Try it. The answer must be the full set of records, repeated exactly.

[Stored items]

►

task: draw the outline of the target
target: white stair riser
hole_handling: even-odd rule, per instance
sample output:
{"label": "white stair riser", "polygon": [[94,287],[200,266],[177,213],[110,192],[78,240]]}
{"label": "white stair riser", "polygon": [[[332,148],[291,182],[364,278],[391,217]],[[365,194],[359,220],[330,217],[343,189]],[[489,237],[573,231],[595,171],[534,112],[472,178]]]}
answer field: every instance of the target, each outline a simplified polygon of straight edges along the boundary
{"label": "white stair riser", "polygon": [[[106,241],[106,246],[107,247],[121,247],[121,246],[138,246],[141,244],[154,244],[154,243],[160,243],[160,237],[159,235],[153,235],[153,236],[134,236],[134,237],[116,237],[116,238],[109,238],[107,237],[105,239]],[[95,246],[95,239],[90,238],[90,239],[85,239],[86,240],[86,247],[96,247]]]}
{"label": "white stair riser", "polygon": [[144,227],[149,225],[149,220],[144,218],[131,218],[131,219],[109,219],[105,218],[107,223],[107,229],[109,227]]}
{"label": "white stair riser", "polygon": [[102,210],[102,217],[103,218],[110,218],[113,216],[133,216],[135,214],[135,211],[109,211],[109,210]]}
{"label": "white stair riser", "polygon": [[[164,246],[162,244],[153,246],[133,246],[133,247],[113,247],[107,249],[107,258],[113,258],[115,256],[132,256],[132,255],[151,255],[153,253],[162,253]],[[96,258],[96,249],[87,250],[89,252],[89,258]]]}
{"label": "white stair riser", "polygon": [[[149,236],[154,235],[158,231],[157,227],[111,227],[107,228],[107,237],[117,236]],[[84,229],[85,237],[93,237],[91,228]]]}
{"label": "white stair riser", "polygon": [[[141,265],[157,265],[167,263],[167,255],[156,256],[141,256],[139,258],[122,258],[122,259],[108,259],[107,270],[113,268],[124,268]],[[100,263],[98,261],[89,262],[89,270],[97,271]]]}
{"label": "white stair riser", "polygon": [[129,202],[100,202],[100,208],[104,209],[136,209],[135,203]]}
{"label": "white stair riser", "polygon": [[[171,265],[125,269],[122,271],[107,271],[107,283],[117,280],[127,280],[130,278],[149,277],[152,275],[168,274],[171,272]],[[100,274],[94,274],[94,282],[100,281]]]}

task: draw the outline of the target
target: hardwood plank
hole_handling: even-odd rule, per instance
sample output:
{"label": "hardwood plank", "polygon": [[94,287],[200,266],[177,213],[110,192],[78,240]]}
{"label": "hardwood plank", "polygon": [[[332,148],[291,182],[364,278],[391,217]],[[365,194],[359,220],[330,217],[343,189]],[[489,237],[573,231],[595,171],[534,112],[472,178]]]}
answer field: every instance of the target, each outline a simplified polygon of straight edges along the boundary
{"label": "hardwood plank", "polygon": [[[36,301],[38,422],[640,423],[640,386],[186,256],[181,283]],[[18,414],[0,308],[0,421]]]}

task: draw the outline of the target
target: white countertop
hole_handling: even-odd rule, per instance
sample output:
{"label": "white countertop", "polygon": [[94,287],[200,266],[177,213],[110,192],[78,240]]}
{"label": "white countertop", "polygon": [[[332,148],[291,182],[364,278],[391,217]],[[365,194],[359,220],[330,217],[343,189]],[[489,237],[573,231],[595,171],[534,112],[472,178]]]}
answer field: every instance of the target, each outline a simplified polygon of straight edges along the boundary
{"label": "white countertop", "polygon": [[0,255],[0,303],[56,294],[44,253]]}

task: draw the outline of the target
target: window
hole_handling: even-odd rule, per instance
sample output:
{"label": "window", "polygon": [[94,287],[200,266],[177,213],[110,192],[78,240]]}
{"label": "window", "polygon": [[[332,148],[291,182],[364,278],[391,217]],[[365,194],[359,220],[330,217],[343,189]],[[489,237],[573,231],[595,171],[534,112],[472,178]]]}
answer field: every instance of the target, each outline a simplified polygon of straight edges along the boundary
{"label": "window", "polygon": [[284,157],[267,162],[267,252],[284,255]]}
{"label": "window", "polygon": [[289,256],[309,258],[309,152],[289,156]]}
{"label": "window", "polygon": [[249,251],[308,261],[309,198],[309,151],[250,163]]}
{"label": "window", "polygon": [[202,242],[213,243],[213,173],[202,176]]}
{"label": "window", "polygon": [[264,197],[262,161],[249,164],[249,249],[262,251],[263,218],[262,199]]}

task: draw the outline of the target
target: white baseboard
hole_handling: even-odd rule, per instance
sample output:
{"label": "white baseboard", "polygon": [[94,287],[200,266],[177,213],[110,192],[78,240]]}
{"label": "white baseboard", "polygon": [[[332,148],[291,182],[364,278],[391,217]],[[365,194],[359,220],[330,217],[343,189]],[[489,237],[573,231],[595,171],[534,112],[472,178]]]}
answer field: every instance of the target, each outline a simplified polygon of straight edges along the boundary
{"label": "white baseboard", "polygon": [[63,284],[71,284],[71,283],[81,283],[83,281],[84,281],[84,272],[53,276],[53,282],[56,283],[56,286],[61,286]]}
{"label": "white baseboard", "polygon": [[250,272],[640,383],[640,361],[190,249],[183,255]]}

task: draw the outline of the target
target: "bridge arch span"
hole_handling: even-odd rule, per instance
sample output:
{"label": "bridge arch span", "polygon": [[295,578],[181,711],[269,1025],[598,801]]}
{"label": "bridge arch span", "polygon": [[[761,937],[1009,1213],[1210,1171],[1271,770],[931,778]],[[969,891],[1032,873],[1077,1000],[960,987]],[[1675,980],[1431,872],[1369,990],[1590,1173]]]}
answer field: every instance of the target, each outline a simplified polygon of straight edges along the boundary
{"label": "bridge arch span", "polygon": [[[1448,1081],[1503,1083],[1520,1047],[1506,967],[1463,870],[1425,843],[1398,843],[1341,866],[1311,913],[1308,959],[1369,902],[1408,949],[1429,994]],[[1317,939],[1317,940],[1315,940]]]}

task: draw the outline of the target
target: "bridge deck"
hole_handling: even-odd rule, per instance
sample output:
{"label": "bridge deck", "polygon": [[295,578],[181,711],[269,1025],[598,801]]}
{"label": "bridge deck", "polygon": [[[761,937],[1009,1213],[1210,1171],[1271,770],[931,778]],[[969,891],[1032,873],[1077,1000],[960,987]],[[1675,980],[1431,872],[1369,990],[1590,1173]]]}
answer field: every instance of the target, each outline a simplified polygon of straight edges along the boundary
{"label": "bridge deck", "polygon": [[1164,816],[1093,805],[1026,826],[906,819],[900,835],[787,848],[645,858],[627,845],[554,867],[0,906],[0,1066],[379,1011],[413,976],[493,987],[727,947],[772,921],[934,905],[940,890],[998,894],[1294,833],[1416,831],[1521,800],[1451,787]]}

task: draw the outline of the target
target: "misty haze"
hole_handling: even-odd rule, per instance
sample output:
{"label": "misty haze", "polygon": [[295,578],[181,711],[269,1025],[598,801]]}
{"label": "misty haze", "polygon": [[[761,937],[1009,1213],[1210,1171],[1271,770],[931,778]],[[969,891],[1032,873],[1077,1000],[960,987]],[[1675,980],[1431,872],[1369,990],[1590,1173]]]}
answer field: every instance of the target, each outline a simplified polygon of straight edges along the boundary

◄

Written reply.
task: draw the outline of the target
target: white stair riser
hole_handling: even-odd rule, per instance
sample output:
{"label": "white stair riser", "polygon": [[94,287],[200,266],[177,213],[110,192],[78,240]]}
{"label": "white stair riser", "polygon": [[[332,148],[291,182],[364,278],[391,217]],[[365,194],[359,220],[330,217],[343,189]],[[489,237],[573,231],[595,171],[534,112],[472,178]]]}
answer field: every instance of the target, each outline a simplified polygon of straight edges along the boundary
{"label": "white stair riser", "polygon": [[[106,241],[106,246],[107,247],[121,247],[121,246],[138,246],[141,244],[154,244],[154,243],[160,243],[160,237],[159,235],[153,235],[153,236],[134,236],[134,237],[116,237],[116,238],[109,238],[107,237],[105,239]],[[95,246],[95,239],[90,238],[90,239],[85,239],[86,240],[86,247],[96,247]]]}
{"label": "white stair riser", "polygon": [[144,227],[149,225],[149,220],[144,218],[131,218],[131,219],[109,219],[105,218],[107,223],[107,229],[109,227]]}
{"label": "white stair riser", "polygon": [[102,210],[102,217],[103,218],[110,218],[113,216],[133,216],[135,214],[135,211],[109,211],[109,210]]}
{"label": "white stair riser", "polygon": [[[164,246],[162,244],[153,246],[133,246],[133,247],[113,247],[107,249],[107,258],[113,258],[115,256],[132,256],[132,255],[151,255],[153,253],[162,253]],[[96,258],[96,249],[87,250],[89,252],[89,258]]]}
{"label": "white stair riser", "polygon": [[[149,236],[154,235],[158,231],[157,227],[111,227],[107,228],[107,237],[117,236]],[[84,229],[85,237],[93,237],[91,228]]]}
{"label": "white stair riser", "polygon": [[[141,265],[157,265],[167,263],[167,255],[156,256],[141,256],[139,258],[122,258],[122,259],[108,259],[107,270],[113,268],[124,268]],[[100,263],[98,261],[89,262],[89,270],[97,271]]]}
{"label": "white stair riser", "polygon": [[129,202],[100,202],[100,208],[104,209],[136,209],[135,203]]}
{"label": "white stair riser", "polygon": [[[171,265],[125,269],[122,271],[107,271],[107,283],[117,280],[127,280],[130,278],[149,277],[152,275],[168,274],[171,272]],[[100,274],[94,274],[94,282],[100,281]]]}

task: draw the outline of the target
target: hardwood plank
hole_handling: even-odd rule, per instance
sample output:
{"label": "hardwood plank", "polygon": [[94,287],[200,266],[177,213],[110,192],[78,240]]}
{"label": "hardwood plank", "polygon": [[[332,148],[291,182],[364,278],[391,217]],[[365,194],[359,220],[330,217],[343,189]],[[489,237],[573,231],[595,171],[534,112],[472,178]]]}
answer field: every instance of the target, each outline a simplified polygon of straight edges along the boundary
{"label": "hardwood plank", "polygon": [[[36,301],[38,422],[640,423],[640,386],[186,256],[181,283]],[[18,414],[0,308],[0,421]]]}

task: draw the outline of the target
target: white countertop
hole_handling: even-odd rule, per instance
sample output:
{"label": "white countertop", "polygon": [[94,287],[200,266],[177,213],[110,192],[78,240]]}
{"label": "white countertop", "polygon": [[[332,148],[291,182],[364,278],[391,217]],[[365,194],[359,220],[330,217],[343,189]],[[489,237],[573,231],[595,171],[534,112],[472,178]]]}
answer field: every instance of the target, each outline a simplified polygon of straight edges along the boundary
{"label": "white countertop", "polygon": [[0,255],[0,303],[56,294],[44,253]]}

task: draw the outline of the target
target: window
hole_handling: even-odd rule, per instance
sample output:
{"label": "window", "polygon": [[94,287],[200,266],[177,213],[110,192],[78,240]]}
{"label": "window", "polygon": [[[332,148],[291,182],[364,278],[391,217]],[[365,194],[359,220],[330,217],[343,189]],[[489,237],[573,231],[595,171],[534,112],[472,178]]]}
answer field: every instance of the target, each outline a simplified polygon of straight edges along the boundary
{"label": "window", "polygon": [[284,157],[267,162],[267,252],[284,255]]}
{"label": "window", "polygon": [[289,256],[309,258],[309,152],[289,156]]}
{"label": "window", "polygon": [[249,251],[308,261],[309,198],[309,151],[250,163]]}
{"label": "window", "polygon": [[202,242],[213,243],[213,173],[202,176]]}
{"label": "window", "polygon": [[264,197],[262,161],[249,164],[249,249],[262,251],[263,218],[262,199]]}

task: draw the outline of the target
target: white baseboard
hole_handling: even-odd rule, per instance
sample output:
{"label": "white baseboard", "polygon": [[94,287],[200,266],[177,213],[110,192],[78,240]]}
{"label": "white baseboard", "polygon": [[[332,148],[291,182],[364,278],[391,217]],[[365,194],[359,220],[330,217],[343,189]],[[489,237],[573,231],[595,171],[534,112],[472,178]]]}
answer field: every instance of the target, each outline a simplified polygon of straight edges along the boundary
{"label": "white baseboard", "polygon": [[63,284],[71,284],[71,283],[81,283],[83,281],[84,281],[84,272],[53,276],[53,282],[56,283],[56,286],[61,286]]}
{"label": "white baseboard", "polygon": [[250,272],[640,383],[640,361],[190,249],[183,255]]}

task: draw the outline of the target
target: "bridge arch span"
hole_handling: even-odd rule, per instance
sample output:
{"label": "bridge arch span", "polygon": [[295,578],[181,711],[269,1025],[598,801]]}
{"label": "bridge arch span", "polygon": [[[761,937],[1009,1213],[1210,1171],[1271,770],[931,778]],[[969,891],[1032,873],[1077,1000],[960,987]],[[1675,980],[1431,872],[1369,990],[1590,1173]]]}
answer field: every instance of the target, each outline a simplified polygon of straight edges along the boundary
{"label": "bridge arch span", "polygon": [[[1448,1081],[1503,1083],[1520,1047],[1506,967],[1463,870],[1425,843],[1398,843],[1341,866],[1311,913],[1308,959],[1369,902],[1408,949],[1429,994]],[[1317,939],[1317,940],[1315,940]]]}

task: draw the outline of the target
target: "bridge deck"
hole_handling: even-odd rule, per instance
sample output:
{"label": "bridge deck", "polygon": [[295,578],[181,711],[269,1025],[598,801]]}
{"label": "bridge deck", "polygon": [[[761,937],[1009,1213],[1210,1171],[1271,770],[931,778]],[[969,891],[1032,873],[1077,1000],[960,987]],[[1675,980],[1431,872],[1369,990],[1590,1173]]]}
answer field: every instance of the target, each outline a simplified polygon of straight edges along the boundary
{"label": "bridge deck", "polygon": [[1164,816],[1093,805],[1026,826],[906,819],[900,835],[787,848],[645,858],[627,845],[554,867],[0,906],[0,1066],[379,1011],[413,976],[493,987],[727,947],[772,921],[934,905],[940,890],[998,894],[1294,833],[1416,831],[1521,800],[1451,787]]}

task: draw the outline of the target
target: "misty haze"
hole_handling: even-odd rule, per instance
sample output:
{"label": "misty haze", "polygon": [[295,578],[181,711],[269,1025],[598,801]]}
{"label": "misty haze", "polygon": [[[761,937],[1009,1213],[1210,1171],[1271,770],[931,778]],[[969,891],[1032,873],[1077,1000],[960,987]],[[1675,980],[1431,872],[1369,990],[1590,1173]]]}
answer field: every instance of the target, each outline a simplified polygon of straight edges along the boundary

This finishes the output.